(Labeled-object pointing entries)
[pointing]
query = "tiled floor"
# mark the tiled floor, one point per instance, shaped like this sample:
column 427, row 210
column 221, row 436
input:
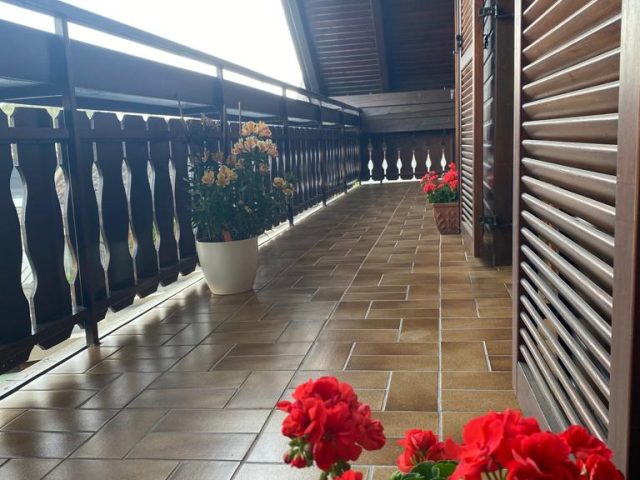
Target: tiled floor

WRITTEN REQUEST. Duplicate all the lines above without changing anything, and leave the pictures out of your answer.

SOLUTION.
[pointing]
query = "tiled floor"
# mark the tiled floor, one point per instance, shaped like this sample:
column 427, row 210
column 221, row 436
input:
Target: tiled floor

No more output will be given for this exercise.